> Passage to read
┌──
1) Comparison Methods Our proposed model (ours) and 23 state-of-the-art (SOTA) models are compared across all three benchmark datasets. The compared methods encompass a diverse range of models: RRWR [20] and RCRR [43] are two conventional NSI-SOD models. EGNet [44], MINet [45], and GatedNet [46] are three deep NSI-SOD models.
LVNet [37], DAFNet [38], MCCNet [47], CorrNet [48], ASTTNet [28], MJRBM [49], RRNet [40], EMFINet [50], ERPNet [44], ACCoNet [51], AESINet [27], DCCNet [52], LSHNet [53], MCPNet [54] are fourteen deep ORSI-SOD models. HFANet [55], ADSTNet [56], HFCNet [31], CMNFNet [57] are four Hybrid ORSI-SOD models. Table 1 lists all the quantitative results, which were generated by running the corresponding open-source codes provided by the author and adopting the default parameter configurations, or through calculations based on publicly accessible saliency maps.
2) Quantitative Comparisons and Discussions As shown in Table 1, our method (ours) performs prominently in key metrics across ORSSD, EORSSD, and ORSI4199 datasets. Overall, it outperforms most state-of-the-art methods. On the ORSSD dataset, our method ranks first in S α , F β , E ξ , and MAE (0.9540, 0.9305, 0.9888, 0.0071 respectively). Compared with CMNFNet, it achieves a 0.65% improvement in S α and a 1.16% improvement in F β . On the EORSSD dataset, our method ranks first in F β (0.8943), E ξ (0.9843) and MAE (0.0048), and second in S α (slightly behind HFCNet-R), while maintaining more balanced overall performance. On the ORSI4199 dataset, our method ranks first in two metrics, with S α (0.8858) and F β (0.8859). In summary, our method demonstrates competitive-ness across all datasets, verifying its effectiveness in ORSI-SOD.
3) Qualitative Comparisons and Discussions We select representative visual examples from the ORSSD, EORSSD, and ORSI4199 datasets. These examples are grouped by scene type (as shown in Figure 5) to qualitatively compare our method with state-of-the-art models.
└──
> Recorded data
┌──
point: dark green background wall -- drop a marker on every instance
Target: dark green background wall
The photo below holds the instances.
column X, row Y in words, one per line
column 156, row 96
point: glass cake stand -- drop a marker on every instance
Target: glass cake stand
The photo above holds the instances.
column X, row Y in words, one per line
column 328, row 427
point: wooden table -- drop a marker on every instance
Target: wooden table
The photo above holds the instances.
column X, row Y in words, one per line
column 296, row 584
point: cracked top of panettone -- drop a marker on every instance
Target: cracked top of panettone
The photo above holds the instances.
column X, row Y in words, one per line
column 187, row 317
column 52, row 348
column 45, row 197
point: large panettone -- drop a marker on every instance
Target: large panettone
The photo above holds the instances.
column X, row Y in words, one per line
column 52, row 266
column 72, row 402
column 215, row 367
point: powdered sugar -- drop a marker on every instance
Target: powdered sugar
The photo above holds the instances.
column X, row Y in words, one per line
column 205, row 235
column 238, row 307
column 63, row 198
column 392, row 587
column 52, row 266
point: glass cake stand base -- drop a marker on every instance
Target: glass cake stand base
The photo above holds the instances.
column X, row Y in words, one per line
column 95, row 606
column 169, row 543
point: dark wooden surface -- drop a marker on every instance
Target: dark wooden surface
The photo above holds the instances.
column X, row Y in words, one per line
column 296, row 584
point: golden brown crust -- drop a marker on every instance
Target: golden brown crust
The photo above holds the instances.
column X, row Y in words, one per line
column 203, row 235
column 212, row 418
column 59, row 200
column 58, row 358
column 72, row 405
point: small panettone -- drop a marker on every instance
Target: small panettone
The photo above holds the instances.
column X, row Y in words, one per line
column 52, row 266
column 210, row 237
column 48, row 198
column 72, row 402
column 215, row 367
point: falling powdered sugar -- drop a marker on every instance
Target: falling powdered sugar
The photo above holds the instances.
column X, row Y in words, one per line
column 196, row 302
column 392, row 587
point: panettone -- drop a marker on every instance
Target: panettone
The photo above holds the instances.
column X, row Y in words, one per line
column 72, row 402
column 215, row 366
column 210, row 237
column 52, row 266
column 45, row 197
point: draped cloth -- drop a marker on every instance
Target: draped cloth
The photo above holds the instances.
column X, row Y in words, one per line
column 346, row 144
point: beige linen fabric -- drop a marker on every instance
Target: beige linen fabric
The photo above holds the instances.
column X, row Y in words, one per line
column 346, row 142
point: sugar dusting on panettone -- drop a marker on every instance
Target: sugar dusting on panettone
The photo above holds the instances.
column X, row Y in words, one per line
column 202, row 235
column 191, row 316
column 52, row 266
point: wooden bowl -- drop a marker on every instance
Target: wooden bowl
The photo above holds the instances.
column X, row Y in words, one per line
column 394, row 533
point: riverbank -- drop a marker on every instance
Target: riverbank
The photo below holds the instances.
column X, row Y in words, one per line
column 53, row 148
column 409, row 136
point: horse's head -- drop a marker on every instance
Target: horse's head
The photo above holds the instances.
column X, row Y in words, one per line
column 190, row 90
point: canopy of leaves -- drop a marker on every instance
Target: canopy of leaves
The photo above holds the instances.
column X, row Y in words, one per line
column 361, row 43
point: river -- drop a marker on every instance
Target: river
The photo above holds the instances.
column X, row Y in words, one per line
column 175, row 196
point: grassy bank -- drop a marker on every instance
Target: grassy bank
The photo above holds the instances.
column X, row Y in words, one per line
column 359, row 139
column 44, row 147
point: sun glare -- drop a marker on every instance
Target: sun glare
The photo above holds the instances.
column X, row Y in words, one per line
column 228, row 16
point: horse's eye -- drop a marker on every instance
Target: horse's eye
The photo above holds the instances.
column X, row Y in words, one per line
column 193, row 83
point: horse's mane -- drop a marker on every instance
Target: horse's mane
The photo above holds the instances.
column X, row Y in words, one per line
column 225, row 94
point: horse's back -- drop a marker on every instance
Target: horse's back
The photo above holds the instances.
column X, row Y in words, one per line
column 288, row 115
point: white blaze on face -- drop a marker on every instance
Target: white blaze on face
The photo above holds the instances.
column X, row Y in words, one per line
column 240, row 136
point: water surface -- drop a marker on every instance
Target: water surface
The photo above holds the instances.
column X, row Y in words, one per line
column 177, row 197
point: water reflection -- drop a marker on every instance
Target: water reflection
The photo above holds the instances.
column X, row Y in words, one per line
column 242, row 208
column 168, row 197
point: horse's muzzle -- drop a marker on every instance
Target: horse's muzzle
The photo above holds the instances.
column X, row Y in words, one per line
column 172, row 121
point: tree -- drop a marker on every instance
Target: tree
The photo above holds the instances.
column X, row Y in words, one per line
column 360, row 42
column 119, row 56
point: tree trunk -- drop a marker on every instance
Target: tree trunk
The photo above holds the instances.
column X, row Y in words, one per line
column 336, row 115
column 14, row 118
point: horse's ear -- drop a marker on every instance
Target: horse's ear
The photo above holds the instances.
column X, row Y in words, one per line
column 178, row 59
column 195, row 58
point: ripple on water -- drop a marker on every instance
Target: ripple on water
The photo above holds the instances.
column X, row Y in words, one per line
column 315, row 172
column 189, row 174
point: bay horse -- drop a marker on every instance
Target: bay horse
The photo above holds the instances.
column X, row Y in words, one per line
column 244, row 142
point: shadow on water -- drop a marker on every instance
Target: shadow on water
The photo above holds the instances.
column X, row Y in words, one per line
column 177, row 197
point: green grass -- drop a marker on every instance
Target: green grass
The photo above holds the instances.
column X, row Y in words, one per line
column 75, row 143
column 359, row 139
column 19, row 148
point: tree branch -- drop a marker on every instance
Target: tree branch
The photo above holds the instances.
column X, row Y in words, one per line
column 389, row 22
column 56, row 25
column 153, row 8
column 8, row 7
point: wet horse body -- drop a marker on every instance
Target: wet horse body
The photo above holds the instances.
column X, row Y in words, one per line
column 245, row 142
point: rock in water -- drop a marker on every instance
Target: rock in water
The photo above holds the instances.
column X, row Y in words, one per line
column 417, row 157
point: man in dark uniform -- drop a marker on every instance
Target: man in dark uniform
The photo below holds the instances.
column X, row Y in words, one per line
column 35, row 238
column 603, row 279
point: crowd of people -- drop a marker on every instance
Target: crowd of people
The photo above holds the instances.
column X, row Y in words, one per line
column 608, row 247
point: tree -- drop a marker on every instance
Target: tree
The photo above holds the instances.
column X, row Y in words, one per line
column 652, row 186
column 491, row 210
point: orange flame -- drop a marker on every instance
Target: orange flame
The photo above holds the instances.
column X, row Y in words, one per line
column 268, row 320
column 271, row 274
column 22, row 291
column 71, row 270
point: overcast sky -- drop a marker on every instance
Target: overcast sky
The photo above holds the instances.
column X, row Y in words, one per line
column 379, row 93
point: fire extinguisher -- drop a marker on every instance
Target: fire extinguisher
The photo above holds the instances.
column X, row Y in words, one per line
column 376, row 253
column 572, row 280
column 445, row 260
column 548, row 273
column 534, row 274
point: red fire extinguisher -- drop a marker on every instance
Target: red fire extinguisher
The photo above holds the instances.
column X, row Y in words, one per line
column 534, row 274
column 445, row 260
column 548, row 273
└──
> Request A
Reproduce the comparison passage from "2) Quantitative Comparisons" to "effectiveness in ORSI-SOD.", both inclusive.
> Request B
Name every model that the comparison passage classifies as a hybrid ORSI-SOD model.
> Request C
According to the comparison passage, which model places slightly ahead of the proposed method in S α on the EORSSD dataset?
Base every response solely on the comparison passage, not on the data.

> Complete output A
2) Quantitative Comparisons and Discussions As shown in Table 1, our method (ours) performs prominently in key metrics across ORSSD, EORSSD, and ORSI4199 datasets. Overall, it outperforms most state-of-the-art methods. On the ORSSD dataset, our method ranks first in S α , F β , E ξ , and MAE (0.9540, 0.9305, 0.9888, 0.0071 respectively). Compared with CMNFNet, it achieves a 0.65% improvement in S α and a 1.16% improvement in F β . On the EORSSD dataset, our method ranks first in F β (0.8943), E ξ (0.9843) and MAE (0.0048), and second in S α (slightly behind HFCNet-R), while maintaining more balanced overall performance. On the ORSI4199 dataset, our method ranks first in two metrics, with S α (0.8858) and F β (0.8859). In summary, our method demonstrates competitive-ness across all datasets, verifying its effectiveness in ORSI-SOD.

> Complete output B
HFANet, ADSTNet, HFCNet, CMNFNet

> Complete output C
HFCNet-R